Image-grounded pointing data
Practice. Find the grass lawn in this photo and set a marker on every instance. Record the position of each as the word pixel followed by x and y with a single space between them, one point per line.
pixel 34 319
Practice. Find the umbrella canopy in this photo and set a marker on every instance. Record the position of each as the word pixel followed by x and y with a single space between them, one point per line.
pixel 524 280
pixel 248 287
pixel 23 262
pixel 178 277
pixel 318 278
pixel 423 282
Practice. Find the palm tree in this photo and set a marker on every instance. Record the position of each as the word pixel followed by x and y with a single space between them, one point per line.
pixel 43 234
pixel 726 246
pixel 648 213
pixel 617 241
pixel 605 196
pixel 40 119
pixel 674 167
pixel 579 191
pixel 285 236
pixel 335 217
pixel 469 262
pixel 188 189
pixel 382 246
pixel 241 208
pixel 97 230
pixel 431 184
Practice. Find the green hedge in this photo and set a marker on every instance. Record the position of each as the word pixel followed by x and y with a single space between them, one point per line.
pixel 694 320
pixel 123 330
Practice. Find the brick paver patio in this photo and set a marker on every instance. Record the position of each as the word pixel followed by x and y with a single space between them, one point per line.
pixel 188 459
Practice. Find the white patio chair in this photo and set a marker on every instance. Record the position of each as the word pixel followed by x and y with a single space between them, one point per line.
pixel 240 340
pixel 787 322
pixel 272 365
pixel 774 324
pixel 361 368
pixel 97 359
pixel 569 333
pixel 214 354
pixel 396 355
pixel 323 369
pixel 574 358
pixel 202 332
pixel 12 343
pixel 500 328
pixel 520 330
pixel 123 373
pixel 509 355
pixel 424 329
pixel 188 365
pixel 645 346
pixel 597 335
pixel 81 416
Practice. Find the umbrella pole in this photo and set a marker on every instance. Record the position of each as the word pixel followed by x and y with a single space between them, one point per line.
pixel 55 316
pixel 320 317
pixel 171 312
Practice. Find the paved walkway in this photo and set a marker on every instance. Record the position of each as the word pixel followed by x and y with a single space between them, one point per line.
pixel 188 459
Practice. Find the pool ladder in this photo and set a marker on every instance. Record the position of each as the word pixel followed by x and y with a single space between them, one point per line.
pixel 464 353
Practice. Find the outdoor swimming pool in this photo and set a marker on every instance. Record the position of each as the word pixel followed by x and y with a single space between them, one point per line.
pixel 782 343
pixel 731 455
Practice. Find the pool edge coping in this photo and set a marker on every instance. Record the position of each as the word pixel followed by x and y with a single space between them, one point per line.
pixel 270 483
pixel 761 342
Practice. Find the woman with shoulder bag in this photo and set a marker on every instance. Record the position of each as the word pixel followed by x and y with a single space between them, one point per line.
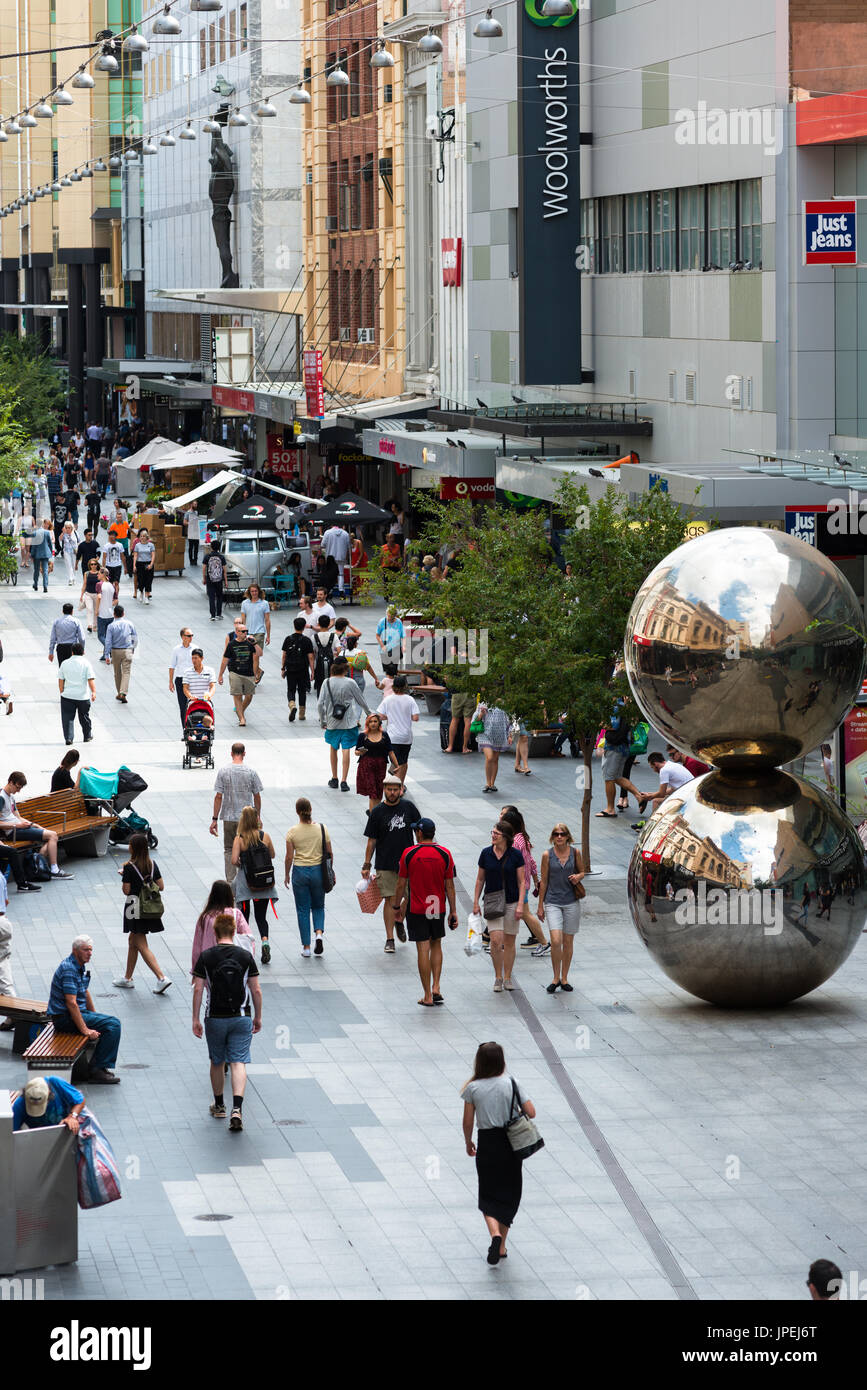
pixel 142 886
pixel 249 849
pixel 309 856
pixel 491 1101
pixel 560 893
pixel 502 875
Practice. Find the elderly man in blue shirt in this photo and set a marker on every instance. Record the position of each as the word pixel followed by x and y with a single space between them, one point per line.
pixel 71 1011
pixel 121 641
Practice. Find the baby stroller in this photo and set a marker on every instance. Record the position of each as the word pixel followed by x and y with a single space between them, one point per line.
pixel 197 736
pixel 116 794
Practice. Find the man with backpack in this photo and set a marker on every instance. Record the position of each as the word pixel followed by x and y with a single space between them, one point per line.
pixel 298 665
pixel 228 972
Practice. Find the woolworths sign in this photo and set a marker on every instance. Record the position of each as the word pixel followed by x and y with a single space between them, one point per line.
pixel 549 139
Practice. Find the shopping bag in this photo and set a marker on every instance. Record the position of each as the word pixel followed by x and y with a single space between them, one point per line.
pixel 368 894
pixel 475 925
pixel 99 1180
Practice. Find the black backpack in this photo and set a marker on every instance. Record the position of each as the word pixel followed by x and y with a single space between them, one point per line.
pixel 228 983
pixel 257 865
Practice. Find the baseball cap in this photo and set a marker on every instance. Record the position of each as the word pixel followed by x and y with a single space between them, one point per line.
pixel 36 1097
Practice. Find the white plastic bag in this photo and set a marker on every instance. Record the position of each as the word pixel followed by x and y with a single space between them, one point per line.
pixel 475 925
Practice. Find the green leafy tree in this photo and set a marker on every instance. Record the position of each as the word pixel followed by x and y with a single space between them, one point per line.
pixel 34 382
pixel 550 641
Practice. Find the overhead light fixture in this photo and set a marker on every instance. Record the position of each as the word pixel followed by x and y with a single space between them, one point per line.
pixel 431 42
pixel 166 24
pixel 381 57
pixel 107 61
pixel 135 42
pixel 488 27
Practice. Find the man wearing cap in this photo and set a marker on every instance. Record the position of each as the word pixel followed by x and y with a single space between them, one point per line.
pixel 47 1100
pixel 425 880
pixel 389 833
pixel 71 1011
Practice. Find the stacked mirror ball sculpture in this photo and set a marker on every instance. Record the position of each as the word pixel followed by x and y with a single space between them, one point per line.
pixel 745 648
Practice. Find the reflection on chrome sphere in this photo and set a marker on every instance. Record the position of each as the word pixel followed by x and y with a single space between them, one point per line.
pixel 738 852
pixel 745 648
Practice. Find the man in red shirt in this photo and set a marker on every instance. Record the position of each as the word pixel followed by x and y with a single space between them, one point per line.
pixel 425 879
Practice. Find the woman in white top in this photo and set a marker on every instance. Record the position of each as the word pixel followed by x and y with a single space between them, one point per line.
pixel 491 1100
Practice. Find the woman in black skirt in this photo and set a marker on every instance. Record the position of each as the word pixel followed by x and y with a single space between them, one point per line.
pixel 488 1102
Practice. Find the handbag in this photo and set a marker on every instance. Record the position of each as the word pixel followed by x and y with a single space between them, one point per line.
pixel 328 875
pixel 521 1132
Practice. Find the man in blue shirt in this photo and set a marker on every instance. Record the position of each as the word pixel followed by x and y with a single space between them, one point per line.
pixel 121 641
pixel 71 1011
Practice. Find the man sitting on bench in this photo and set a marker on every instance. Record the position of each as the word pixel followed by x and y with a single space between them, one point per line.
pixel 15 827
pixel 71 1011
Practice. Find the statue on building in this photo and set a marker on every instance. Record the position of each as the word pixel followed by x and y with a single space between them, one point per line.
pixel 221 189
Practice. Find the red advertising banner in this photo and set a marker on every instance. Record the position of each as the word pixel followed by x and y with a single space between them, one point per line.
pixel 452 260
pixel 313 382
pixel 478 489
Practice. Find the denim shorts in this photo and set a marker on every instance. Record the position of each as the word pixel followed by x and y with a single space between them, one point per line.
pixel 228 1040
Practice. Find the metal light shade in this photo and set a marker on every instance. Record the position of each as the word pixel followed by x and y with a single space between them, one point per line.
pixel 381 57
pixel 135 42
pixel 745 647
pixel 431 42
pixel 166 24
pixel 488 27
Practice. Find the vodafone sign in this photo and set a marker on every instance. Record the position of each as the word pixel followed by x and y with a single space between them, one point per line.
pixel 478 489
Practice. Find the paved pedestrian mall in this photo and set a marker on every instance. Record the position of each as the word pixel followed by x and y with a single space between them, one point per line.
pixel 689 1153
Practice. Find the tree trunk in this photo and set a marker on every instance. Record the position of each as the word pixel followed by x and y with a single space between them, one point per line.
pixel 587 749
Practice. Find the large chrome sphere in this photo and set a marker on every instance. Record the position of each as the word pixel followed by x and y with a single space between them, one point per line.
pixel 737 852
pixel 745 647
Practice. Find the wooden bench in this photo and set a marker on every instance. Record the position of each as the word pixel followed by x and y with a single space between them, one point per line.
pixel 24 1014
pixel 57 1052
pixel 67 813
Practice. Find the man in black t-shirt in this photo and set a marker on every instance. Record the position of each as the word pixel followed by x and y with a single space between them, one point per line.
pixel 389 833
pixel 229 972
pixel 241 656
pixel 298 665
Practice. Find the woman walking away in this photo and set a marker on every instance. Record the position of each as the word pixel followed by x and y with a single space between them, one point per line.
pixel 142 886
pixel 489 1102
pixel 502 876
pixel 495 738
pixel 523 844
pixel 304 862
pixel 559 901
pixel 374 751
pixel 252 854
pixel 221 901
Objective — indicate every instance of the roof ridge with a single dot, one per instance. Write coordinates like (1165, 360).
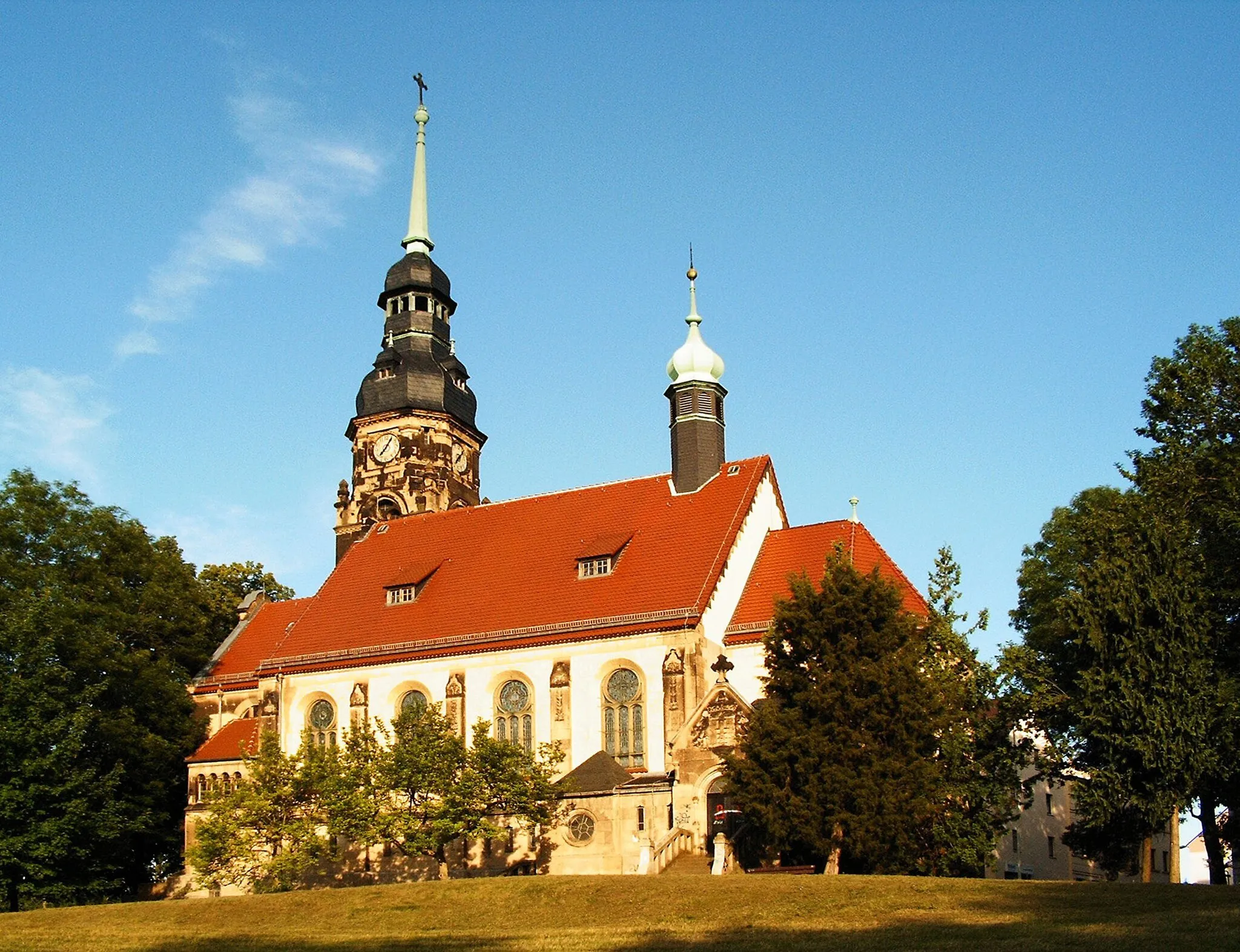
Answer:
(893, 563)
(598, 486)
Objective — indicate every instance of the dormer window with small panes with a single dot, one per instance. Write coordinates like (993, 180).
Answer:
(595, 567)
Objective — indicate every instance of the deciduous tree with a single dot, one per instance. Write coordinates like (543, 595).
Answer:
(101, 626)
(1114, 666)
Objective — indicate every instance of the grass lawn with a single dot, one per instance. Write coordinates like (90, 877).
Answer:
(659, 913)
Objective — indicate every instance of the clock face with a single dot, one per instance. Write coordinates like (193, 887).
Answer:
(386, 448)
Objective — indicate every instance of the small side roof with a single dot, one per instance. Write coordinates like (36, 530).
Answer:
(804, 550)
(252, 644)
(598, 774)
(235, 740)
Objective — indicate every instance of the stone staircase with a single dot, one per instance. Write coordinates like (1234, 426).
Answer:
(688, 864)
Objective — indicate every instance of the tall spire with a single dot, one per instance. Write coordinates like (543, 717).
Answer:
(418, 240)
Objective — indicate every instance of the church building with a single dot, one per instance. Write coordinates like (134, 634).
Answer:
(623, 622)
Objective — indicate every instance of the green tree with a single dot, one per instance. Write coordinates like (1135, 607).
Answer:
(1114, 666)
(444, 790)
(99, 629)
(980, 759)
(267, 832)
(839, 766)
(1192, 473)
(226, 585)
(416, 785)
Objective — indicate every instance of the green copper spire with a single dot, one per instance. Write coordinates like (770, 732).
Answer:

TO DO: A single number is the answer: the count of lines above that include the string "roof".

RESULT OF THIS TASK: 2